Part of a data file
==*==
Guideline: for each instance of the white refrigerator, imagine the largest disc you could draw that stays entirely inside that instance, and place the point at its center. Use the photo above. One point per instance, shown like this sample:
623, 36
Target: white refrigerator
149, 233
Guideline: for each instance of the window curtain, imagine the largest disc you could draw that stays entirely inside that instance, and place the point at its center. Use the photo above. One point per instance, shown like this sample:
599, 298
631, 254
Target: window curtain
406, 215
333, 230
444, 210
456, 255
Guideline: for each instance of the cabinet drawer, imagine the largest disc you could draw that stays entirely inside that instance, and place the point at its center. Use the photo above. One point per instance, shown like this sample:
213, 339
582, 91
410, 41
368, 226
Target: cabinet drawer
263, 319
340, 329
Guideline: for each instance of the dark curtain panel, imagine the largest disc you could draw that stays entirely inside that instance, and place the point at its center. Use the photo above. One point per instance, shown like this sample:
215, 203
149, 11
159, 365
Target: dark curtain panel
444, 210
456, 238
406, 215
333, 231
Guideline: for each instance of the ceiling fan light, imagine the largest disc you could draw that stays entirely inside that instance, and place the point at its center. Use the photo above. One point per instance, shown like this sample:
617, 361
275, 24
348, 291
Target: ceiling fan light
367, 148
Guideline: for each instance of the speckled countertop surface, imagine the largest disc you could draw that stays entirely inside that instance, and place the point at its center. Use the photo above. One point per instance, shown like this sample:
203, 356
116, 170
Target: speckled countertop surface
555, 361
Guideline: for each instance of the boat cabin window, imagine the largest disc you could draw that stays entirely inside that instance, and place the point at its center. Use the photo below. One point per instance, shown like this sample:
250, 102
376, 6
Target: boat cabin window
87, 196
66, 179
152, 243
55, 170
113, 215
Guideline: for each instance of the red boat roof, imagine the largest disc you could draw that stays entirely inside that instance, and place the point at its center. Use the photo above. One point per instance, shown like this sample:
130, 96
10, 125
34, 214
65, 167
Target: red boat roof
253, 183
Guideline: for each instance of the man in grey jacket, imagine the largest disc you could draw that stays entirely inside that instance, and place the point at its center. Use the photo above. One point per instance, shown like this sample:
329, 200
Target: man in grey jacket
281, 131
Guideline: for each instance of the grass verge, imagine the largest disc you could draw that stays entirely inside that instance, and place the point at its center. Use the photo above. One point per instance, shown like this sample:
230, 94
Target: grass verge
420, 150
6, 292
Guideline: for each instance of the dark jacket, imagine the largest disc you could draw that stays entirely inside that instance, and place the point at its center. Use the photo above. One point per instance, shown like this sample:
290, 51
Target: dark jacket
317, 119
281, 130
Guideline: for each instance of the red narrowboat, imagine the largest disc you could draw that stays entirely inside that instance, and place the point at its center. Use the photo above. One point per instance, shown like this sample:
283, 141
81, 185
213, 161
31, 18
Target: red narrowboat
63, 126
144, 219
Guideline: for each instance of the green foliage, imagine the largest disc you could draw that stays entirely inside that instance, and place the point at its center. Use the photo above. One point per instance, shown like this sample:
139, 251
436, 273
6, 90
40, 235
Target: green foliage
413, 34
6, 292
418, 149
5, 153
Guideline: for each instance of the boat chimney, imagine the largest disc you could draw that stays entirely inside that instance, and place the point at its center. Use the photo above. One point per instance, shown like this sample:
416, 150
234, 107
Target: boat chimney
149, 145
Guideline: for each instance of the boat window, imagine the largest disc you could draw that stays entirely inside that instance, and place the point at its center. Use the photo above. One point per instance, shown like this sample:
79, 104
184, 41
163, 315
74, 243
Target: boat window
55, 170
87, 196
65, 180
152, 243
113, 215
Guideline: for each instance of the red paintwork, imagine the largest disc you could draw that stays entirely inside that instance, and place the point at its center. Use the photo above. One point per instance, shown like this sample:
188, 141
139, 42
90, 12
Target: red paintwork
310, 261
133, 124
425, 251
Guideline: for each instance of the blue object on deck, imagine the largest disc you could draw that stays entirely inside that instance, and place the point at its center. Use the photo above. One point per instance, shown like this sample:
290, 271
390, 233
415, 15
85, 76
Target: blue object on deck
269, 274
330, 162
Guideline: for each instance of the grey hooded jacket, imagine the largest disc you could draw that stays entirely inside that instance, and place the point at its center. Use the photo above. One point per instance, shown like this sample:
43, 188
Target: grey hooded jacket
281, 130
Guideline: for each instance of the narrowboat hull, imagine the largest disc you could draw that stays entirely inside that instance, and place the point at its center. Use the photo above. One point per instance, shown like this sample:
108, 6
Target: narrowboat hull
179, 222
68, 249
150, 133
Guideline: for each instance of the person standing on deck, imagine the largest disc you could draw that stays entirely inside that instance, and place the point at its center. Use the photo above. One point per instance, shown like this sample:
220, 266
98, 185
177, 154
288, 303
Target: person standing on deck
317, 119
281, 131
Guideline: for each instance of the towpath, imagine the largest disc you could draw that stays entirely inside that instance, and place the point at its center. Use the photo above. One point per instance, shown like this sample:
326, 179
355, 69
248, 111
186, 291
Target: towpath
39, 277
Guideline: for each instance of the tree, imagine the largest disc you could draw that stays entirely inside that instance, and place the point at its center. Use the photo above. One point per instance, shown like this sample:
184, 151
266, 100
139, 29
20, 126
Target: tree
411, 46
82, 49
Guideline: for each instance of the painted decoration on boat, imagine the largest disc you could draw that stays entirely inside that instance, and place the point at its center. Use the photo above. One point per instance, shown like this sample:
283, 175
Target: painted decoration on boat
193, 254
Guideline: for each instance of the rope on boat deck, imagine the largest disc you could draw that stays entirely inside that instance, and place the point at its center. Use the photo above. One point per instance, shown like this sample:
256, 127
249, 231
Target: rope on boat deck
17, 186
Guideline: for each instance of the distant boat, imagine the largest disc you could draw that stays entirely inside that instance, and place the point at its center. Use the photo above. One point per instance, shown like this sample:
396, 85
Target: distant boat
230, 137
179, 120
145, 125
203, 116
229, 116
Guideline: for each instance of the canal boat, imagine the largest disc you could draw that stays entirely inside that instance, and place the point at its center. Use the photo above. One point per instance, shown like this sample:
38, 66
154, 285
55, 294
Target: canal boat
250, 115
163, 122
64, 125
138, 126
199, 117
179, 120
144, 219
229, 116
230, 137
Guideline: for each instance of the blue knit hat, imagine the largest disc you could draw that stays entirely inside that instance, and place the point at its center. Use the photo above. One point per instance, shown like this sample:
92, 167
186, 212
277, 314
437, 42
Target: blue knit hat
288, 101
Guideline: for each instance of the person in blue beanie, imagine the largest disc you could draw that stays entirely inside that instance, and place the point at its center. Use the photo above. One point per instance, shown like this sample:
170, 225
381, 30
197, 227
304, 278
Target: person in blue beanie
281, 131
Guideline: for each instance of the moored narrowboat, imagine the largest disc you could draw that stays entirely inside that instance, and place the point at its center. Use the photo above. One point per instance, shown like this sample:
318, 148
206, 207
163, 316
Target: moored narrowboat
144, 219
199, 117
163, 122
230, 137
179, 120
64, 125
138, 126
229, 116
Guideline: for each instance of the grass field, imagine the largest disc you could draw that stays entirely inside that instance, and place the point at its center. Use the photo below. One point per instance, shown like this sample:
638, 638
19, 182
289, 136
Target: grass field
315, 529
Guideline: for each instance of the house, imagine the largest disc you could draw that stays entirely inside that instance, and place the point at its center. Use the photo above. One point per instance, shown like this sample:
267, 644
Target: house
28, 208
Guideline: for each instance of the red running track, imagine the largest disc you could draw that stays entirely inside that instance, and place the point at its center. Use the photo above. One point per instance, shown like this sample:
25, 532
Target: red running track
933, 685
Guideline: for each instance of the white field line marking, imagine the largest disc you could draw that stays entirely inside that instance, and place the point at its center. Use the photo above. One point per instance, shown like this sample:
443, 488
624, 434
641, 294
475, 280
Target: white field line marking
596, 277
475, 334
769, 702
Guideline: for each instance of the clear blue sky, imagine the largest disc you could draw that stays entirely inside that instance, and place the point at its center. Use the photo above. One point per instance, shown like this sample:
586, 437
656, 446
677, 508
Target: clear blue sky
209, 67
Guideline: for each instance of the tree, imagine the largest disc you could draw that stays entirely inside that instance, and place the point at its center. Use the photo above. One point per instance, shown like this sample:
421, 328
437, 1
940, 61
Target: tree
==*==
EXERCISE BRIEF:
Write out exactly the lines from the line holding "Guideline: for each instance of the moored" through the last line of the data, and nothing besides those lines.

COMPLETE ANSWER:
Guideline: for each instance of the moored narrowboat, imagine the largest disc you could draw that stays entirely inside that instance, and place the point at its center. Use the photo above. One point per instance, shown like this sample:
318, 148
206, 207
163, 316
Target: moored narrowboat
144, 219
199, 117
163, 122
230, 137
179, 120
64, 125
138, 126
229, 116
Guideline: for each instance of the grass field, imagine the largest disc you could draw that stays entirely inside that instance, and place the point at its center. Use the photo below. One point per instance, shown like this sample:
638, 638
19, 182
289, 136
Target: grass field
315, 529
Guideline: for each instance of the house, imagine the largest disc you could draw that stays entirely inside that instance, and place the point at its center. Use the photo above. One point per instance, shown like this sample:
267, 644
Target: house
28, 208
Guideline: for each instance of the red running track, imagine the largest disc you could draw that stays entirely inside that instance, and place the point at its center. Use the photo above. One point per instance, shown like this sample:
25, 532
Target: red running track
933, 685
Guideline: for each instance of the white field line marking, imagine the largest disc you could draw that stays entirely inside that instance, and place the point at its center. Use the photo above. One point per instance, shown like this sample:
443, 488
624, 434
641, 294
475, 280
Target: white field line marking
596, 277
475, 334
769, 702
Guideline: for each instance of the clear blue sky, imagine the largest disc you could draw that stays entirely inside that instance, and place the point at its center. Use the photo above. One point per instance, shown like this sample:
586, 437
656, 446
677, 508
Target: clear blue sky
209, 67
Guideline: for each instance of the tree, imagine the largest disc you could draw that stays entirely inside that instance, and place the point at its center. Use the photo above. One point per instance, shown like this sample:
421, 328
437, 1
940, 61
Target: tree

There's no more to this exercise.